» **Your instructions**
The records below must be transcribed exactly.

» **Data shown**
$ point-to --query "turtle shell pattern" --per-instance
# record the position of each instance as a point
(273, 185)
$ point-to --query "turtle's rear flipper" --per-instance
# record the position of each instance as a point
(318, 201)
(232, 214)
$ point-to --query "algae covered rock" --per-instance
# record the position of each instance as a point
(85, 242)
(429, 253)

» **Response area**
$ point-to --query "turtle shell pattern" --per-instance
# record the position of each instance as a point
(273, 185)
$ point-to --query "turtle's rear flipper" --per-instance
# record the position of each instance as a point
(318, 201)
(232, 214)
$ point-to --query "algae covered rock" --per-instance
# record the position of each instance as a point
(85, 242)
(429, 253)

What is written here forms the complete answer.